I wish I could tell you. I'm still in the middle of the game, so I'll let you know if I find out.
 
That's normal. If you have 12 pop and don't have lots of luxuries, happy buildings, or luxury spending, you will have slackers.
 
You will ALWAYS have X amount of unhappiness based on your city's population. For example, 10 population = 10 automatic "unhappiness". This forces you to find more Happyness (yellow happy faces) so you won't get those "angry citizens" that eat food but refuse to work the land.

The unhappiness is nothing to worry about IF and ONLY if your happiness is equal to it or greater than it. Unhappiness from being too crowded is just another way to say "you need to beat this number with happiness points to get the max use out of your citizens"

Hope this helps, I'm kinda new also and it confused me at first glance too.
 
skalapunk said:
The unhappiness is nothing to worry about IF and ONLY if your happiness is equal to it or greater than it. Unhappiness from being too crowded is just another way to say "you need to beat this number with happiness points to get the max use out of your citizens"
Ah yes, I was misunderstanding the original poster's problem. I forgot that the unhappiness will show on the city screen, even when it has no effect at all (happiness > unhappiness). So it can appear there is a problem when there isn't.

So yeah, don't focus on the number of red faces. Simply make sure the yellow faces >= red faces.
 
What does it mean, though, when you see a unhappy green face (like a Mr. Yuck) beside your city's name? I'm guessing it means that my red faces out-number my yellow faces.

The city I mentioned in my previous post had this Mr Yuck face on it from size 4 through size 12--despite my cultural improvements and access to luxury resources--when I finally told the city governor to discourage population.
 
Green face on the main view means the city is unhealthy. Red face on the main view means it's unhappy.

In Civ 4 you have to worry about two factors. Whether the population exceeds it's capacity to keep people happy (which temples and luxuries and such help with) and whether or not your population exceeds it's capacity to keep people healthy.

For health, special food resources (wheat, rice, corn, clams, fish, etc), forests, fresh water, and a few buildings help. Population, flood plains and (I think) jungles hurt and a few buildings (forge, factory, coal plants) hurt.
 
Frenetic_Saxon said:
What does it mean, though, when you see a unhappy green face (like a Mr. Yuck) beside your city's name? I'm guessing it means that my red faces out-number my yellow faces.

SUPPLIED DATA
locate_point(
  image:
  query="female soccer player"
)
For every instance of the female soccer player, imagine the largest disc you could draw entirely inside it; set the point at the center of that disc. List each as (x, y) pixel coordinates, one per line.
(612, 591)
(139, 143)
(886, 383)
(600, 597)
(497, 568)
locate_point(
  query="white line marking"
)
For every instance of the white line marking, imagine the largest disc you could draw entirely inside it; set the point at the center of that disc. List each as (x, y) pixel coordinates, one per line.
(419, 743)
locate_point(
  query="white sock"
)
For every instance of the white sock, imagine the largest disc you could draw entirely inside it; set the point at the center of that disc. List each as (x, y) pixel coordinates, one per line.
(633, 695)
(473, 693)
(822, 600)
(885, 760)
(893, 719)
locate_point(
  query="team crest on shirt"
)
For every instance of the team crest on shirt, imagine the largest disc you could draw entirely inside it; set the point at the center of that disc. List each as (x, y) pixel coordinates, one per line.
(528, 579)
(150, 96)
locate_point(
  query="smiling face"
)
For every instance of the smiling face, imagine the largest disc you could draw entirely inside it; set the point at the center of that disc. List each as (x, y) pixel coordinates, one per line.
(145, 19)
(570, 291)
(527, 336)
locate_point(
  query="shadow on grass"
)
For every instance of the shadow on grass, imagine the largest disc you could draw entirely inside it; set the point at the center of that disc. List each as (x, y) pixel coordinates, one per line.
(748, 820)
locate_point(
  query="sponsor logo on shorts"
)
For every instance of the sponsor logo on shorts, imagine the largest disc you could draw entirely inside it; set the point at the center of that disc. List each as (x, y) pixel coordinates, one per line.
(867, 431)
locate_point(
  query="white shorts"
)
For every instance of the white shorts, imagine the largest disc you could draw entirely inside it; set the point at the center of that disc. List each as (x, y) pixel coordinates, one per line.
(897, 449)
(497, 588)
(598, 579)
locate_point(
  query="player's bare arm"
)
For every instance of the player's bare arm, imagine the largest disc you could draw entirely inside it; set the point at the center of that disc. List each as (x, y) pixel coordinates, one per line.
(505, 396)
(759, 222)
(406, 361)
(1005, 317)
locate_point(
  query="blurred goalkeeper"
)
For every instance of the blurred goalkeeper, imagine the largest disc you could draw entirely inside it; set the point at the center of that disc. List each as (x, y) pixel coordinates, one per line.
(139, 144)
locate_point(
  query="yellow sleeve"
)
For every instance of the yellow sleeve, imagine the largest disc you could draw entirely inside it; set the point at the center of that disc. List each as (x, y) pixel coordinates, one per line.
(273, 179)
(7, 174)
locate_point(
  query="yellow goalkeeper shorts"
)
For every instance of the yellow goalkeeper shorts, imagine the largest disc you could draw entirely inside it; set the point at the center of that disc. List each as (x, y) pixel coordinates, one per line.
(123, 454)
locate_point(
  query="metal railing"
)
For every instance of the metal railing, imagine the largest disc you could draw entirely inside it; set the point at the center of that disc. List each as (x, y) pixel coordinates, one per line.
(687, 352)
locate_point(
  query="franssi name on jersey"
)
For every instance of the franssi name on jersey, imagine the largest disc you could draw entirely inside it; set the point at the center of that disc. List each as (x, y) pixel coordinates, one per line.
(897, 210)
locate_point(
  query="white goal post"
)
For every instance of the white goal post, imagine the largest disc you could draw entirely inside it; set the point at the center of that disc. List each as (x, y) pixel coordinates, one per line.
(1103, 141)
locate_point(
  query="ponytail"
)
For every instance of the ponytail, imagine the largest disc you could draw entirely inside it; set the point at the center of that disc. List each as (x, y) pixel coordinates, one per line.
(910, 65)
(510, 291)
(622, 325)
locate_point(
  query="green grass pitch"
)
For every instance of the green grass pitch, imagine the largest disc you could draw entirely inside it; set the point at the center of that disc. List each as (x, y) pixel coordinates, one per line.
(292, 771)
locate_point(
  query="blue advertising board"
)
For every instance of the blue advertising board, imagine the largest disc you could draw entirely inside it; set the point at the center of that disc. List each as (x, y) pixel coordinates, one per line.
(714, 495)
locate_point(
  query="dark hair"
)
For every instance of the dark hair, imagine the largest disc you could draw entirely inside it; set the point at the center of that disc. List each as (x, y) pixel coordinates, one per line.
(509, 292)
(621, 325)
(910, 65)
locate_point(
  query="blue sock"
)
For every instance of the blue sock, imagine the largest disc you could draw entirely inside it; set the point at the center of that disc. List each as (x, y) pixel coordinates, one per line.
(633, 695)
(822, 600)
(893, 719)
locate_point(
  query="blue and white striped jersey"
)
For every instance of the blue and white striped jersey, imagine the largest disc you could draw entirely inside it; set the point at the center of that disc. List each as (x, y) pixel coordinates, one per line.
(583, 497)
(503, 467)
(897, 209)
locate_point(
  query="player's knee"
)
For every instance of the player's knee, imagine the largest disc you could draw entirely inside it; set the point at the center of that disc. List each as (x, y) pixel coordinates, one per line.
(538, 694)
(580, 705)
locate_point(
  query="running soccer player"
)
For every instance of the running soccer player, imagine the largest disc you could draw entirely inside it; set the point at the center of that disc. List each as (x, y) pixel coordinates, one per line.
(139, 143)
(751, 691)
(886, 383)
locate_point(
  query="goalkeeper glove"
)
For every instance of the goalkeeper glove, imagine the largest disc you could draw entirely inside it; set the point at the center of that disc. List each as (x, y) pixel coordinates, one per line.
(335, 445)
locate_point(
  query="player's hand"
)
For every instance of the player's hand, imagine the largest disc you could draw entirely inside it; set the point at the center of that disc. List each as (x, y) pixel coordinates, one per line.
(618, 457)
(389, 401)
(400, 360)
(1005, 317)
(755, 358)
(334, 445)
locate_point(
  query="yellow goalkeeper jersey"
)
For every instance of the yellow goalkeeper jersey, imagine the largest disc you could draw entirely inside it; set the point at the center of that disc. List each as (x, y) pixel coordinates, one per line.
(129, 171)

ACTIVITY LIST
(a) Answer these questions using the forum thread:
(i) What does a green face on the main view mean?
(ii) What example is given of the automatic unhappiness that comes from a city's population?
(iii) Which buildings are named as hurting health?
(b) Decide whether each statement agrees with the forum thread, and support each answer with a quotation from it:
(i) A red face on the main view means the city is unhealthy.
(ii) Unhappiness is nothing to worry about if happiness is equal to it or greater than it.
(iii) Forests help a city's health.
(c) From the forum thread, set down word for word the part that opens with the words containing "The city I mentioned" and closes with "coal plants) hurt.".

RESULTS BY TASK
(a)
(i) It means the city is unhealthy.
(ii) A population of 10 gives 10 automatic "unhappiness."
(iii) The forge, the factory and coal plants.

(b)
(i) No: "Red face on the main view means it's unhappy."
(ii) Yes: "The unhappiness is nothing to worry about IF and ONLY if your happiness is equal to it or greater than it."
(iii) Yes: "For health, special food resources (wheat, rice, corn, clams, fish, etc), forests, fresh water, and a few buildings help."

(c)
The city I mentioned in my previous post had this Mr Yuck face on it from size 4 through size 12--despite my cultural improvements and access to luxury resources--when I finally told the city governor to discourage population.
 
Green face on the main view means the city is unhealthy. Red face on the main view means it's unhappy.

In Civ 4 you have to worry about two factors. Whether the population exceeds it's capacity to keep people happy (which temples and luxuries and such help with) and whether or not your population exceeds it's capacity to keep people healthy.

For health, special food resources (wheat, rice, corn, clams, fish, etc), forests, fresh water, and a few buildings help. Population, flood plains and (I think) jungles hurt and a few buildings (forge, factory, coal plants) hurt.